**Extract to read:**
- - - - - - -
BigQuery golang client not using storage API

179 views Asked by At

In my bigquery client, I am enabling the storage read client, as per the documentation and examples at https://github.com/googleapis/google-cloud-go/blob/f2b13307a85e81e278476ea51a359cbb3974667a/bigquery/examples_test.go#L165-L186

My code is basically identical:

        err = bigQueryClient.BQ.EnableStorageReadClient(context.Background(), option.WithCredentialsFile(o.GoogleServiceAccountCredentialFile))
     [...]

    it, err := query.Read(context.TODO())
    if err != nil {
        log.WithError(err).Error("error querying test status from bigquery")
        errs = append(errs, err)
        return status, errs
    }

    for {
        testStatus := apitype.ComponentTestStatusRow{}
        err := it.Next(&testStatus)
        if err == iterator.Done {
            break
        }
        ....
    }

I then make a query that returns about 150,000 rows, about 150MB. I then iterate over them. This is taking about 30 seconds, which is really slow to me. Similar activity from postgres is about 3 seconds.

I was trying to figure out if my app is using the storage API at all, and my understanding is this is an RPC-based protocol. I profiled the golang app using pprof and I see a lot of time being spent in JSON decoding from the bigquery client. I then look at tcpdump and see it making lots of https connections.

This makes me think it's not using the storage API. Is there a way to figure out why, or to force it to use the faster storage API if it's not?

1

There are 1 answers

0
stbenjam On

While debugging and trying to use the storage API directly, I discovered my user was missing the correct permission to use the storage API (bigquery.readsessions.create). EnableStorageReadClient in the golang library doesn't actually return an error if you can't use it, everything just falls back silently to the very slow REST API.

Reproducer code

package main

import (
    "context"
    "errors"
    "flag"
    "fmt"
    "log"
    "time"

    "cloud.google.com/go/bigquery"
    "google.golang.org/api/iterator"
    "google.golang.org/api/option"
)

func main() {
    ctx := context.Background()

    serviceAccountPath := flag.String("service-account", "", "Path to service account JSON file")
    project := flag.String("project", "", "Project")
    dataset := flag.String("dataset", "", "Dataset")
    table := flag.String("table", "", "Table")
    flag.Parse()

    client, err := bigquery.NewClient(ctx, *project, option.WithCredentialsFile(*serviceAccountPath))
    if err != nil {
        log.Fatalf("Failed to create client: %v", err)
    }

    // Enable Storage API usage for fetching data
    if err := client.EnableStorageReadClient(context.Background(), option.WithCredentialsFile(*serviceAccountPath)); err != nil {
        panic(err)
- - - - - - -
**Provided data:**
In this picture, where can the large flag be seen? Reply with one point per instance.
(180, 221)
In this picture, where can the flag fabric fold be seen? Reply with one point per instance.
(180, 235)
- - - - - - -
**Aim of the task:** Reproduce the BigQuery forum thread word for word, from "I then make" down to "of https connections.".

**Exercise answer:**
I then make a query that returns about 150,000 rows, about 150MB. I then iterate over them. This is taking about 30 seconds, which is really slow to me. Similar activity from postgres is about 3 seconds.

I was trying to figure out if my app is using the storage API at all, and my understanding is this is an RPC-based protocol. I profiled the golang app using pprof and I see a lot of time being spent in JSON decoding from the bigquery client. I then look at tcpdump and see it making lots of https connections.